— BEGIN EXERCISE MATERIAL —

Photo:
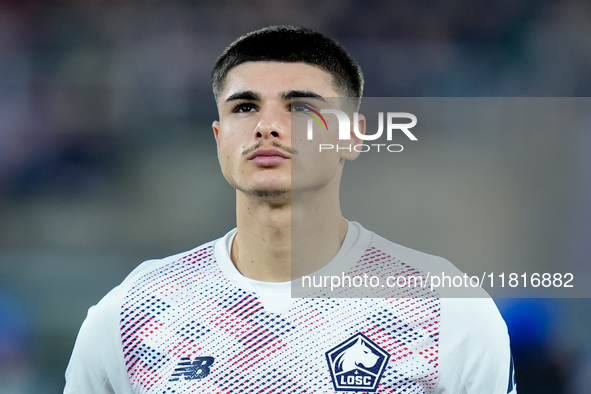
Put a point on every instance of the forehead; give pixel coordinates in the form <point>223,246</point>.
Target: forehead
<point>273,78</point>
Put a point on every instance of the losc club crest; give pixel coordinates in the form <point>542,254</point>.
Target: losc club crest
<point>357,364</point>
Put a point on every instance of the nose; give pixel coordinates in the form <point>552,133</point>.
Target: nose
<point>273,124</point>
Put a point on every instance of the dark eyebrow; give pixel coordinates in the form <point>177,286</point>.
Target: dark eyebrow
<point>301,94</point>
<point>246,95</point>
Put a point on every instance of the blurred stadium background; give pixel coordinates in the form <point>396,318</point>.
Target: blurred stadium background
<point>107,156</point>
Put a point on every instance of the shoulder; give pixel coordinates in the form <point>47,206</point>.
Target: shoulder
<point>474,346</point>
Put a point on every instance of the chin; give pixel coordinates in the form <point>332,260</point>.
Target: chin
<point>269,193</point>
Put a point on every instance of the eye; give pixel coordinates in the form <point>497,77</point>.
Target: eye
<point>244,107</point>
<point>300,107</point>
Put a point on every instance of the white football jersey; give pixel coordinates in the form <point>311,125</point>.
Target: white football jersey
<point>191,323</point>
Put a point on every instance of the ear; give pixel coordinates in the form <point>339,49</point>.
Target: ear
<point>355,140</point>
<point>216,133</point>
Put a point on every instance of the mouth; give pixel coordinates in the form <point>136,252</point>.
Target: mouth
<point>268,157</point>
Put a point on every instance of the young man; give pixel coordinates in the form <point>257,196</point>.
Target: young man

— END EXERCISE MATERIAL —

TASK GOAL. Reproduce the data above line for line, omitting the pictures.

RESPONSE TO THE EXERCISE.
Photo:
Put a point on every instance of the forehead; give pixel coordinates in the form <point>223,246</point>.
Target: forehead
<point>273,78</point>
Put a point on every instance of the losc club crest; give pixel coordinates in the form <point>542,254</point>.
Target: losc club crest
<point>357,364</point>
Put a point on every instance of the nose; give pixel coordinates in the form <point>552,133</point>.
Target: nose
<point>273,124</point>
Put a point on every instance of the dark eyebrow; give pixel coordinates in the form <point>177,286</point>.
Target: dark eyebrow
<point>301,94</point>
<point>246,95</point>
Put a point on every instance of the blurred stadium background; give pixel coordinates in the form <point>396,318</point>.
Target: blurred stadium background
<point>107,156</point>
Put a point on every instance of the shoulder; give pixel coordinates in the form <point>47,206</point>.
Target: shoulder
<point>474,346</point>
Put a point on every instance of the chin; give pixel coordinates in the form <point>332,260</point>.
Target: chin
<point>269,193</point>
Put a point on every instance of the eye; give pixel coordinates in the form <point>497,77</point>.
Target: eye
<point>244,107</point>
<point>300,107</point>
Put a point on every instance of the white football jersey; give pixel coordinates in the form <point>311,125</point>.
Target: white football jersey
<point>191,323</point>
Put a point on every instance of the ear; give pixel coordinates in the form <point>339,49</point>.
Target: ear
<point>355,140</point>
<point>216,133</point>
Put a point on every instance of the mouth; give pixel coordinates in the form <point>136,252</point>.
Target: mouth
<point>268,157</point>
Put a point on every instance of the young man; give pixel coordinates in the form <point>257,196</point>.
Target: young man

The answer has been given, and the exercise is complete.